**SUPPLIED PASSAGE**

######

BAGUIO CITY – Typhoid fever cases in the region for the first ten months of this year reached 2,039 which is fourteen percent higher than the 1,794 cases recorded by the health department during the same period last year.
From January 1 to November 1, 2018, the Cordillera office of the Department of Health (DOH-CAR) stated that there were no typhoid fever related deaths this year compared to the lone fatality that was registered by the agency during the same reckoning period last year.
The report stipulated that the typhoid fever cases were from Benguet with 827 cases followed by Kalinga with 301 cases, Apayao – 213 cases, Ifugao – 204 cases, Mountain Province – 184 cases, Baguio City – 151 cases, Abra – 85 cases and non-Car provinces 74 cases.
Karen B. Lonogan, health program officer of the DOH-CAR’s Regional Epidemiology and Surveillance Unit (RESU), claimed that there were more males who were affected with the illness which totaled 1,050 or 52 percent of the total affected individuals.
According to her, the age range of the affected individuals was 7 days to 98 years old with a median of 22 years old.
She disclosed that clustering of typhoid fever cases were recorded by the agency in Apayao, Baguio City, Benguet, Ifugao, Kalinga and Mountain Province.
Health experts revealed that typhoid fever is a systematic bacterial disease with insidious onset of sustained fever, severe headache, malaise, anorexia, splenomegaly, non-productive cough in the early stage of the illness, and constipation more often than diarrhea in adults.
The infection is transmitted through the reported ingestion of contaminated feces, food and water.

######

**DATA SECTION**

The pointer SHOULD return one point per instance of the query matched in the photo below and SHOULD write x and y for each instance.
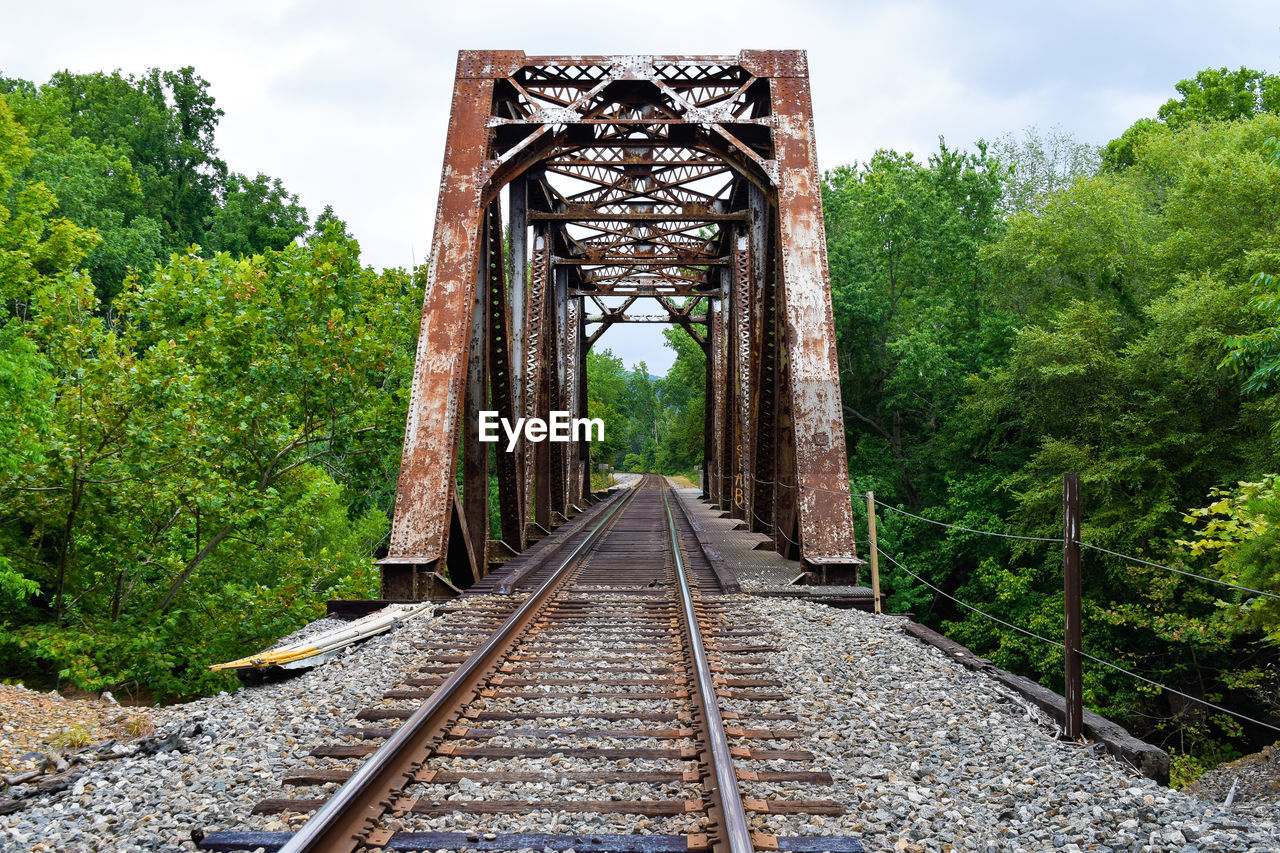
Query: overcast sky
(347, 103)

######

**PARTS OF THE EXERCISE**
• 1. Please repeat the typhoid article word for word, starting at "Karen B. Lonogan, health" and ending at "and Mountain Province.".
• 2. In the typhoid article, how many typhoid fever cases came from Kalinga?
• 3. Write the next part of the typhoid article, picking up after its last sentence.
The lines play no part in this work.

**RESULTS FOR THE EXERCISE**
• 1.
Karen B. Lonogan, health program officer of the DOH-CAR’s Regional Epidemiology and Surveillance Unit (RESU), claimed that there were more males who were affected with the illness which totaled 1,050 or 52 percent of the total affected individuals.
According to her, the age range of the affected individuals was 7 days to 98 years old with a median of 22 years old.
She disclosed that clustering of typhoid fever cases were recorded by the agency in Apayao, Baguio City, Benguet, Ifugao, Kalinga and Mountain Province.

• 2. 301 cases

• 3.
Among the recommended typhoid or paratyphoid prevention and control measures include the religious practice of proper handwashing before food preparation, before eating, after using the toilet; maintain a high standard of personal hygiene; maintain rigorous standards of cleanliness in food preparation, food handling and food storage, especially salads and other cold served foods and report all diarrheal cases with increasing clustering to the different local emergency and surveillance units.
Experts disclosed that typhoid fever is a systematic bacterial disease with insidious onset of sustained fever, severe headache, malaise, anorexia, splenomegaly, non-productive cough in the early stage of the illness, and constipation more often than diarrhea in adults.
Moreover, the infection is reportedly transmitted through the ingestion of contaminated feces, food and water from whatever sources.
Among the recommended preventive measures that should be undertaken by concerned individuals so as not to contract the illness include the practice of proper hand washing before food preparation, before eating and after using the comfort room; maintain a high standard personal hygiene; maintain rigorous standards of cleanliness in food preparation, food handling and food storage, especially salads and other cold served foods and report all diarrheal cases with increasing trend or clustering to the RESU via whatever mode.